Could you repeat, word for word, every line from the one containing "the person's hand" through the final line of the records below, and nothing else?

- [Lines of data]
>>>
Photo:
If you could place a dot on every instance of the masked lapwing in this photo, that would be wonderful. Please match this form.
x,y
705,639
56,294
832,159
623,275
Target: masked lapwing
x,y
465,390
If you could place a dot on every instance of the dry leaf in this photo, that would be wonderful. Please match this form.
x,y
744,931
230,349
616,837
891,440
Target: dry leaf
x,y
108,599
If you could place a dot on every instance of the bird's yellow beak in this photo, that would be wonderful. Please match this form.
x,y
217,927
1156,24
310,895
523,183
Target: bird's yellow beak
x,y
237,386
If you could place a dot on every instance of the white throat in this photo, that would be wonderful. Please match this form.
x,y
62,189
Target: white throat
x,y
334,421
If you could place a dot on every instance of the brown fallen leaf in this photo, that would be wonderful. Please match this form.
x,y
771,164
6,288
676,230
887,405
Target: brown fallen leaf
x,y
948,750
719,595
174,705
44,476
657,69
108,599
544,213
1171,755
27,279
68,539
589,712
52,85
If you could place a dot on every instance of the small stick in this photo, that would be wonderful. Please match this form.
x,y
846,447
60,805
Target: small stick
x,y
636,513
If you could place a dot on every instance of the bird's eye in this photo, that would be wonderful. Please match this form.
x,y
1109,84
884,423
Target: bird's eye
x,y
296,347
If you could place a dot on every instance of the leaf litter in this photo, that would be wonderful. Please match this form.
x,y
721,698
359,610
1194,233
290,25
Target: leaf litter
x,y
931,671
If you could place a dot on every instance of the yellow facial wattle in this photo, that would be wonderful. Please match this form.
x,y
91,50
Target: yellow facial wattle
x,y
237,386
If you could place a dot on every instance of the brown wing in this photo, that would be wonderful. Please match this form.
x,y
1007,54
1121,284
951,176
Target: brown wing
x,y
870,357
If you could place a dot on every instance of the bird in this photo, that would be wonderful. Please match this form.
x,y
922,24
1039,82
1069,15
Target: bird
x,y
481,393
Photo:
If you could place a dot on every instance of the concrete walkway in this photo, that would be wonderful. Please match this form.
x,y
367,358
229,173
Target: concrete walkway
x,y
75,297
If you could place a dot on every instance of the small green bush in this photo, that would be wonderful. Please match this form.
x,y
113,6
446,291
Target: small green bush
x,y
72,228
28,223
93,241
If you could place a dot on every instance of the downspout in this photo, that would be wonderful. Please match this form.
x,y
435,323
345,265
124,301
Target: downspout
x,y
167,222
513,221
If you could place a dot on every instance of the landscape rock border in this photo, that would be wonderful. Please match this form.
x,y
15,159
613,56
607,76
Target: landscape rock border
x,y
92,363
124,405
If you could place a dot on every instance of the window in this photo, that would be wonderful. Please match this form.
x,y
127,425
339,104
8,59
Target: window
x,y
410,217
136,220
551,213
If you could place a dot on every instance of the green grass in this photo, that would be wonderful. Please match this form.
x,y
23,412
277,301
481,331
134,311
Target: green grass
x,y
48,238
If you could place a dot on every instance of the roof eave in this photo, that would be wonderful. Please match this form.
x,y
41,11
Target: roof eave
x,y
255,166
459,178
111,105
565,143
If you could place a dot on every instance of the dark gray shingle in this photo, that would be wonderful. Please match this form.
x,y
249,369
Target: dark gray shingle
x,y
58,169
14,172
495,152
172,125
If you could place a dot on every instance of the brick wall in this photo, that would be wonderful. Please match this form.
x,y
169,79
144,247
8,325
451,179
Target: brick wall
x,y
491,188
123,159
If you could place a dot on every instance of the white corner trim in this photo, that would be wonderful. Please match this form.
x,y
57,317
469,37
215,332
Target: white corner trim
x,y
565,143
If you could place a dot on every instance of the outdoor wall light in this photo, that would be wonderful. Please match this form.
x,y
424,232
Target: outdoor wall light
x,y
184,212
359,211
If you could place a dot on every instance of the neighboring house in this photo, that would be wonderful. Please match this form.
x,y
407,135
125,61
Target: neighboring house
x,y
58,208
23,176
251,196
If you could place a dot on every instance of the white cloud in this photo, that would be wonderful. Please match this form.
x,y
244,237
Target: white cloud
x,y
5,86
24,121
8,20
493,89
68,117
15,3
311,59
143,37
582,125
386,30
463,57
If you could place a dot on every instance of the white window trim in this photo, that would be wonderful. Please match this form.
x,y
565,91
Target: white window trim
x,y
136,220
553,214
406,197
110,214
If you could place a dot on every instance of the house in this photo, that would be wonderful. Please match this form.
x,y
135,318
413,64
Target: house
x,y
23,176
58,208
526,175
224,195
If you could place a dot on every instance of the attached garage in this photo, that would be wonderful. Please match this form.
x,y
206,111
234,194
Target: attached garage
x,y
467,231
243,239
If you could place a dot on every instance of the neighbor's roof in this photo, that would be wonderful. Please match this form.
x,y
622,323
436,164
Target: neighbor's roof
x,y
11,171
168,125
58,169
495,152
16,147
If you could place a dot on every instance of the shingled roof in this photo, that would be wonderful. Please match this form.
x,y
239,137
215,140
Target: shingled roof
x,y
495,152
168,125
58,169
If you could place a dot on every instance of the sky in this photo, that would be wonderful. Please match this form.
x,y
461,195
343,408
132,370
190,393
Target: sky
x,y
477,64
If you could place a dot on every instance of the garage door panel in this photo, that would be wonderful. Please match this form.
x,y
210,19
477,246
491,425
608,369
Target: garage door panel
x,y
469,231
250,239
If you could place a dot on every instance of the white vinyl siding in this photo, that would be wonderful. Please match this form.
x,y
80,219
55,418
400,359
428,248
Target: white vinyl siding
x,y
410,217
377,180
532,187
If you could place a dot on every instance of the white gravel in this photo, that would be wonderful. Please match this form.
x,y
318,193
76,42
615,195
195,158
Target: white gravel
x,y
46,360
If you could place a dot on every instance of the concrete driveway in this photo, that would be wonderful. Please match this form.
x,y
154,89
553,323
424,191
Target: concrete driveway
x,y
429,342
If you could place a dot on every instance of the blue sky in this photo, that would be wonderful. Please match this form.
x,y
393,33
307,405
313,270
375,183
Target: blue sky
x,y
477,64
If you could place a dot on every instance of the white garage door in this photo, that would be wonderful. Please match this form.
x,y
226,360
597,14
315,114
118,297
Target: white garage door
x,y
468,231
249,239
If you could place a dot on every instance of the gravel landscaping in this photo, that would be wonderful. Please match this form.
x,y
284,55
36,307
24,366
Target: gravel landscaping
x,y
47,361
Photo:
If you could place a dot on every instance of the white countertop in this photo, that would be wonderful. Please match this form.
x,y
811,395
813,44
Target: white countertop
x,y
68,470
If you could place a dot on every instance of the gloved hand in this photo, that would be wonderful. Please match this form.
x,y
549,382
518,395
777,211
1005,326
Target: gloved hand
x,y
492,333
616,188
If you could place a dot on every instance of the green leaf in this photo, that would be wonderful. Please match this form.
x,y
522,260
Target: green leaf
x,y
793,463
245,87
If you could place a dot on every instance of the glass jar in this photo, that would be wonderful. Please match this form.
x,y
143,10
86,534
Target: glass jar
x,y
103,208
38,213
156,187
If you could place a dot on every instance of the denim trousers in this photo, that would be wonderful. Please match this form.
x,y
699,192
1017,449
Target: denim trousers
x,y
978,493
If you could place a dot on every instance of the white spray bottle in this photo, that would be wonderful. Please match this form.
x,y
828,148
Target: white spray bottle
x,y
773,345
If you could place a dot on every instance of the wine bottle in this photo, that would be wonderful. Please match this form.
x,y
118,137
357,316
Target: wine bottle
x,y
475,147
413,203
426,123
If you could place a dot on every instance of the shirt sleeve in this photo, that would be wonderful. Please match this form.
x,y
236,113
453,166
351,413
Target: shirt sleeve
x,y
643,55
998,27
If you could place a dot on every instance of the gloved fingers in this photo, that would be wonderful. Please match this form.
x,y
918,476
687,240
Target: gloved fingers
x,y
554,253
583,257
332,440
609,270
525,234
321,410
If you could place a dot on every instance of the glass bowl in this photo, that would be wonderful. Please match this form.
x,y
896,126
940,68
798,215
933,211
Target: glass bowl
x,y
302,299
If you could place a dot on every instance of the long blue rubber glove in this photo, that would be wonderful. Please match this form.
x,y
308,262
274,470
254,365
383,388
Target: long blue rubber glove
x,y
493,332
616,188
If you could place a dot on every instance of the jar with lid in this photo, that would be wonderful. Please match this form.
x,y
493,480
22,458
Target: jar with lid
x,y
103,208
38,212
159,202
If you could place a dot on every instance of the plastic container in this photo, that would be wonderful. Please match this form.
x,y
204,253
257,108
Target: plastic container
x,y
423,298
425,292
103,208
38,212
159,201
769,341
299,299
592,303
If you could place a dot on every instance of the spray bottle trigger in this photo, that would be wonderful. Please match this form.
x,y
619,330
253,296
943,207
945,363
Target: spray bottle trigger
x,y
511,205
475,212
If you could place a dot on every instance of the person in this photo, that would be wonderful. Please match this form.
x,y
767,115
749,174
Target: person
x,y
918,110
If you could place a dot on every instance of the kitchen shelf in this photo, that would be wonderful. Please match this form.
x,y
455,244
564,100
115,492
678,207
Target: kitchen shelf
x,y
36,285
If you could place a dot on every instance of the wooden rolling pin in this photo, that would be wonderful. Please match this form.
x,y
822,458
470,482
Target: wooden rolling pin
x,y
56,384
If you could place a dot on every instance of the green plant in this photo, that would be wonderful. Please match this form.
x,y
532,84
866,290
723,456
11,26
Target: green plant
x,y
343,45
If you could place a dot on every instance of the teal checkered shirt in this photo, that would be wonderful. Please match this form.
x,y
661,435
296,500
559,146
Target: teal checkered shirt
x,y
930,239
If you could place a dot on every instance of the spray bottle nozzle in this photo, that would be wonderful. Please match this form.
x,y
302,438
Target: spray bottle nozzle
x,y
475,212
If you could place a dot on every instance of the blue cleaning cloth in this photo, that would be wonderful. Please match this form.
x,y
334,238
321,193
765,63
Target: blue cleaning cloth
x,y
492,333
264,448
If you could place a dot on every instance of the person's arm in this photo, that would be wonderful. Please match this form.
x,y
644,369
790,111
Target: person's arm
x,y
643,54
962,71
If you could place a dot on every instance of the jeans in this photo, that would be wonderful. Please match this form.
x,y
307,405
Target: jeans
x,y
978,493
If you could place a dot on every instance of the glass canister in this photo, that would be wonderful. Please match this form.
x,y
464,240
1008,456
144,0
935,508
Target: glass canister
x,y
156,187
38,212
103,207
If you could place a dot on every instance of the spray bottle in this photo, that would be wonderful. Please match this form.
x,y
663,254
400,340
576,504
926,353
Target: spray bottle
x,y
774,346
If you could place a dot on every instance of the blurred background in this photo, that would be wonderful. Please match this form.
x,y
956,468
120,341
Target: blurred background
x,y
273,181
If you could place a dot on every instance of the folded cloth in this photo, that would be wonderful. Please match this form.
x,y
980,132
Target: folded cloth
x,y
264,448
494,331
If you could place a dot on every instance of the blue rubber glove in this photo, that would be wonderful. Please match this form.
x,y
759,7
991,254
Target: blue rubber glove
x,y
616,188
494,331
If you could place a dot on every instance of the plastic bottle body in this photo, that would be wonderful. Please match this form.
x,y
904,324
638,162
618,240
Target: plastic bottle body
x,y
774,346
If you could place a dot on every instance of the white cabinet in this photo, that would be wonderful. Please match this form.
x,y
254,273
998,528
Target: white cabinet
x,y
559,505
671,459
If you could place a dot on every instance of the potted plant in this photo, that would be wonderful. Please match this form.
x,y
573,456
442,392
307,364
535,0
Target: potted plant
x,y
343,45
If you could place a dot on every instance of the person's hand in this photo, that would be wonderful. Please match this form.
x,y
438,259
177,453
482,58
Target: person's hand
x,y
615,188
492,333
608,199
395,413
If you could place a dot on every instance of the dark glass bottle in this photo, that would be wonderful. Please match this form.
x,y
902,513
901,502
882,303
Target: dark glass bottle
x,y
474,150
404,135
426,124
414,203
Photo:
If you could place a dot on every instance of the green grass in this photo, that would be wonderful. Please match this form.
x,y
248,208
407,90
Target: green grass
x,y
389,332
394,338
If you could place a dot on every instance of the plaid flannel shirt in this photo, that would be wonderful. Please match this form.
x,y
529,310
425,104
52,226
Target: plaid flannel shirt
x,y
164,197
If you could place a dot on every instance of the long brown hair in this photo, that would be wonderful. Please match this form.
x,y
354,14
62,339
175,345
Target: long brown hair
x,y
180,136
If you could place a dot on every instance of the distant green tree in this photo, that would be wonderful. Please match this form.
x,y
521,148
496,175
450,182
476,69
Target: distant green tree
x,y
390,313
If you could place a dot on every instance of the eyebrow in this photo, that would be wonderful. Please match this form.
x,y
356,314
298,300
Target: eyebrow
<<<
- [EXERCISE RESULT]
If you could place a dot on every instance of the person's hand in this photo, that would be wonderful. Please match this form.
x,y
438,259
177,453
482,58
Target: person's hand
x,y
615,188
492,333
608,199
395,413
If you could place a dot on every instance of the dark glass bottle in this photo, that would be wonderful. Please match this form.
x,y
902,513
901,502
882,303
Target: dark glass bottle
x,y
474,150
404,135
426,124
414,203
Photo:
If you could place a dot on every instance of the green grass in this photo, that would be wonderful. Please match this form.
x,y
248,208
407,90
Target: green grass
x,y
389,332
394,338
If you could place a dot on every instance of the plaid flannel shirt in this photo, that would be wonderful. Please match this form.
x,y
529,310
425,104
52,226
Target: plaid flannel shirt
x,y
164,197
If you could place a dot on every instance of the long brown hair in this photo, that would be wonderful. Please match this form.
x,y
354,14
62,339
175,345
Target: long brown hair
x,y
180,136
If you could place a dot on every instance of the distant green tree in this photo, that would be wonderful. Please match this form.
x,y
521,148
496,175
450,182
476,69
Target: distant green tree
x,y
390,313
If you could place a dot on every instance of the eyebrow in this photo, that would be wonderful. Please match this form.
x,y
356,314
298,300
Target: eyebrow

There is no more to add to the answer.